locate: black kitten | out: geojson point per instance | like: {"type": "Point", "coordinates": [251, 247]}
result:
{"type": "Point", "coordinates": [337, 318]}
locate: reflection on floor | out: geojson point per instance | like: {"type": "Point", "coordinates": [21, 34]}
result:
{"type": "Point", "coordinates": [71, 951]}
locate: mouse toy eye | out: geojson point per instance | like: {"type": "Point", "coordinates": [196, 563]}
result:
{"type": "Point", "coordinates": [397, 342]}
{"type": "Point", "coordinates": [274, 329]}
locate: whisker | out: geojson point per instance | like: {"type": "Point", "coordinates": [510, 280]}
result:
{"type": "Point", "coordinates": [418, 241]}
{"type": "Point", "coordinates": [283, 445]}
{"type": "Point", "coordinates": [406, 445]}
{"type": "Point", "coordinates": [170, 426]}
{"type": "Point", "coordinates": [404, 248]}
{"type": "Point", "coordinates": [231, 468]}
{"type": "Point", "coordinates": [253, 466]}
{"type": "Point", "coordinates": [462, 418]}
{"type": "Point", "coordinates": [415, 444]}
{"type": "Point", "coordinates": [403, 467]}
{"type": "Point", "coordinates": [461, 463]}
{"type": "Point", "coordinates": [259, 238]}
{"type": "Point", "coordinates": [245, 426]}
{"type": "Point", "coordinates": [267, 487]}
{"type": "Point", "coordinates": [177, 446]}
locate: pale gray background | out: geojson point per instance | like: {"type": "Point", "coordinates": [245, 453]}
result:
------------------------------
- **THE REQUEST**: Can you rewrite the listing above so that "geojson point per instance" becomes "one GeoJSON point for each instance" everywhere it occurs, with every other character left as it is?

- **COMPLETED EXERCISE**:
locate: black kitten | out: one GeoJSON point for each instance | like: {"type": "Point", "coordinates": [251, 247]}
result:
{"type": "Point", "coordinates": [337, 318]}
locate: reflection on floor | out: one GeoJSON point for each instance | like: {"type": "Point", "coordinates": [21, 34]}
result:
{"type": "Point", "coordinates": [71, 951]}
locate: mouse toy eye | out: one GeoJSON point for each instance | like: {"type": "Point", "coordinates": [196, 563]}
result:
{"type": "Point", "coordinates": [397, 342]}
{"type": "Point", "coordinates": [274, 329]}
locate: whisker | out: one GeoJSON point for each instance | like: {"type": "Point", "coordinates": [510, 280]}
result:
{"type": "Point", "coordinates": [418, 241]}
{"type": "Point", "coordinates": [283, 445]}
{"type": "Point", "coordinates": [406, 445]}
{"type": "Point", "coordinates": [170, 426]}
{"type": "Point", "coordinates": [404, 248]}
{"type": "Point", "coordinates": [231, 468]}
{"type": "Point", "coordinates": [253, 466]}
{"type": "Point", "coordinates": [462, 418]}
{"type": "Point", "coordinates": [415, 444]}
{"type": "Point", "coordinates": [403, 467]}
{"type": "Point", "coordinates": [461, 463]}
{"type": "Point", "coordinates": [259, 238]}
{"type": "Point", "coordinates": [245, 426]}
{"type": "Point", "coordinates": [267, 487]}
{"type": "Point", "coordinates": [177, 446]}
locate: pale gray background | out: one GeoJSON point for each instance | like: {"type": "Point", "coordinates": [245, 453]}
result:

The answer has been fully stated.